--- WORK TO BE COMPLETED ---
The lines from the beginning of the records below through the one holding "like point(343, 235)" are to be copied exactly; leave the pictures out.

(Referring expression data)
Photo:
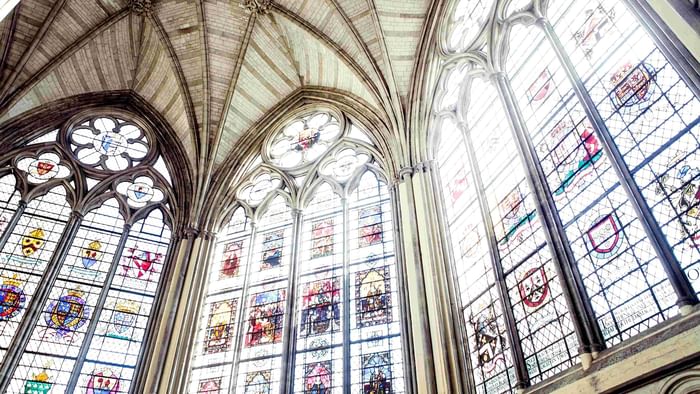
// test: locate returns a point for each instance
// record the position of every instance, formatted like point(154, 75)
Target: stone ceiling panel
point(226, 28)
point(267, 75)
point(402, 25)
point(30, 17)
point(96, 66)
point(72, 22)
point(157, 82)
point(181, 21)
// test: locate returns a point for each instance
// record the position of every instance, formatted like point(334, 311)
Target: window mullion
point(521, 375)
point(140, 371)
point(198, 300)
point(685, 63)
point(678, 279)
point(240, 314)
point(35, 307)
point(97, 311)
point(13, 222)
point(466, 377)
point(582, 316)
point(401, 278)
point(288, 337)
point(346, 297)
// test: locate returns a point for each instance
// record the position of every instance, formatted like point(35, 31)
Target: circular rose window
point(109, 143)
point(304, 139)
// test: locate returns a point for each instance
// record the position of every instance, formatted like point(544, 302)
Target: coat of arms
point(632, 85)
point(123, 319)
point(67, 314)
point(11, 298)
point(103, 381)
point(33, 242)
point(91, 253)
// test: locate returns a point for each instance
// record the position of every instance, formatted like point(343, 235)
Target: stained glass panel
point(373, 301)
point(265, 302)
point(9, 199)
point(121, 325)
point(60, 331)
point(109, 143)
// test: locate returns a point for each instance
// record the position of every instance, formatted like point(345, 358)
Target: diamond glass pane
point(650, 112)
point(117, 344)
point(25, 256)
point(624, 280)
point(60, 332)
point(215, 346)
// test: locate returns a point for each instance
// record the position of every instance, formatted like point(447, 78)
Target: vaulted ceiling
point(212, 68)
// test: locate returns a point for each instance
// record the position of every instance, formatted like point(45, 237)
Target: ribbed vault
point(212, 68)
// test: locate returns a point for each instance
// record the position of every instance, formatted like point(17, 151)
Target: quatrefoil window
point(304, 139)
point(109, 143)
point(43, 168)
point(140, 192)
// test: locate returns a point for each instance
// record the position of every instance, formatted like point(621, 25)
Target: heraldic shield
point(68, 313)
point(91, 254)
point(11, 298)
point(103, 381)
point(123, 318)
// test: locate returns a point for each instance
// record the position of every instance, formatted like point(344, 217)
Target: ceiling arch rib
point(293, 57)
point(266, 76)
point(72, 22)
point(225, 34)
point(181, 26)
point(157, 81)
point(327, 19)
point(92, 67)
point(28, 22)
point(402, 25)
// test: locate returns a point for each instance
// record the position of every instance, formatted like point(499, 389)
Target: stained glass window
point(588, 97)
point(79, 280)
point(316, 281)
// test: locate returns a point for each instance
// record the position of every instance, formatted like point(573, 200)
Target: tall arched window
point(303, 290)
point(566, 143)
point(85, 223)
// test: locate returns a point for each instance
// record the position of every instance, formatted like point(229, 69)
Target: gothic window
point(584, 107)
point(85, 235)
point(302, 292)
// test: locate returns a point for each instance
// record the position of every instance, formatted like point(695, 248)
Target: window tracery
point(603, 123)
point(80, 256)
point(312, 305)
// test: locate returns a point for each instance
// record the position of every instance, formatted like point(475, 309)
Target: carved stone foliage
point(142, 6)
point(259, 7)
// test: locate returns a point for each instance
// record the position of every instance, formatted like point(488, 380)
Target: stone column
point(438, 364)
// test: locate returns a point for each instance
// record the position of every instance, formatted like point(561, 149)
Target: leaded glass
point(91, 290)
point(216, 340)
point(649, 110)
point(330, 268)
point(60, 331)
point(43, 168)
point(624, 280)
point(265, 301)
point(121, 325)
point(26, 254)
point(651, 115)
point(109, 143)
point(304, 139)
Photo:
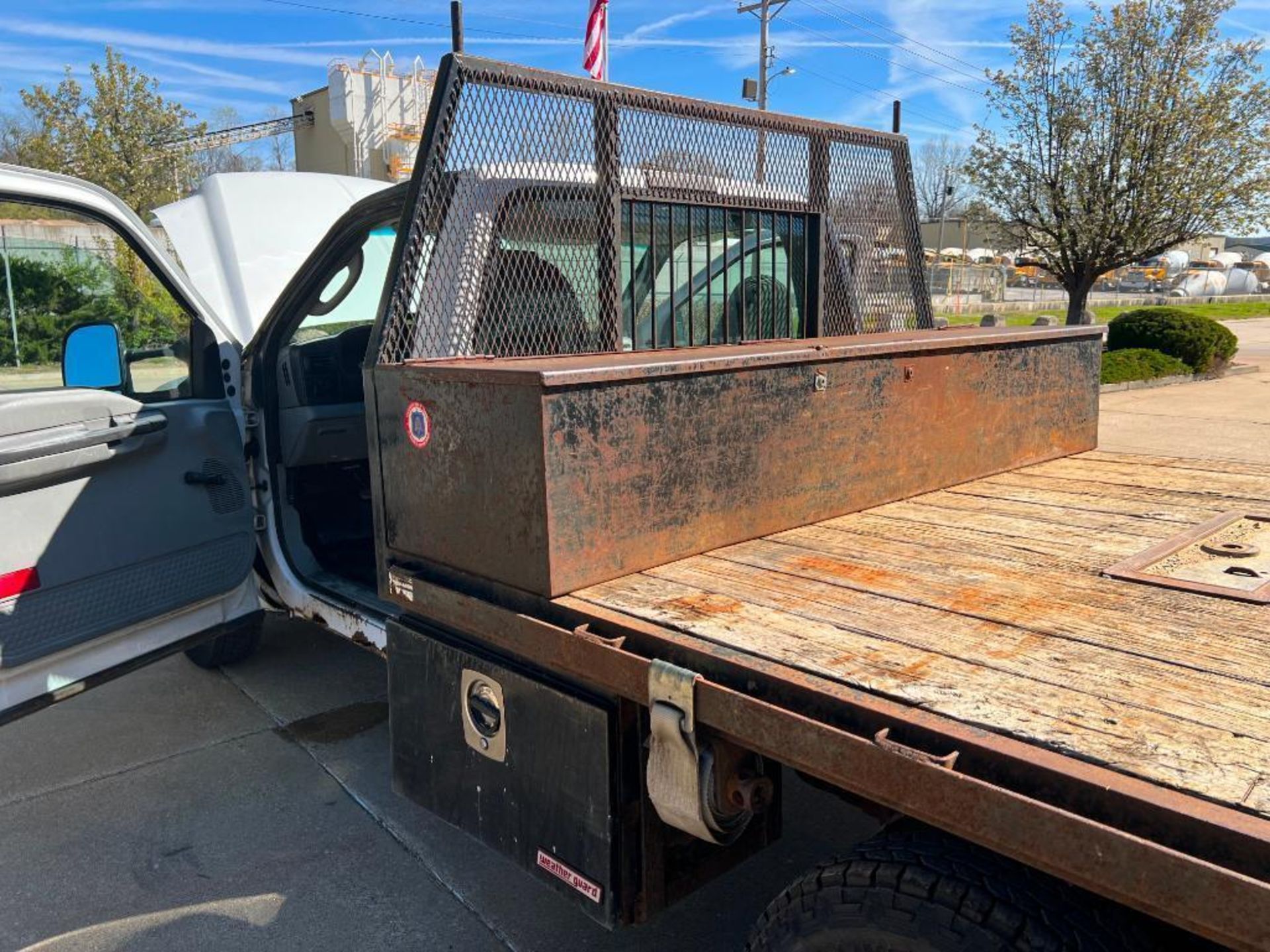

--- RESULT FOR THIS TASK ---
Photo:
// test: locate returns a point for each instance
// record the position of every instance, formatted like point(154, 75)
Target: stone ceiling panel
point(226, 28)
point(267, 75)
point(402, 25)
point(30, 17)
point(96, 66)
point(72, 22)
point(157, 82)
point(181, 21)
// test: locate returns a point for each instance
// record the position of every instance, formatted like point(334, 311)
Target: window mullion
point(521, 375)
point(140, 371)
point(198, 300)
point(685, 63)
point(678, 279)
point(240, 314)
point(35, 307)
point(97, 311)
point(13, 222)
point(466, 377)
point(582, 316)
point(401, 278)
point(288, 337)
point(346, 297)
// test: locate returns a point for each instance
// record the position of every instance, formatted like point(35, 31)
Target: circular rose window
point(109, 143)
point(304, 139)
// test: locate returns a point for each instance
// record the position of every instance, formatted like point(544, 302)
Target: coat of arms
point(632, 85)
point(123, 319)
point(67, 314)
point(11, 298)
point(103, 381)
point(33, 242)
point(91, 253)
// test: locate returns a point for each instance
// record the position of every instance, formatted like point(343, 235)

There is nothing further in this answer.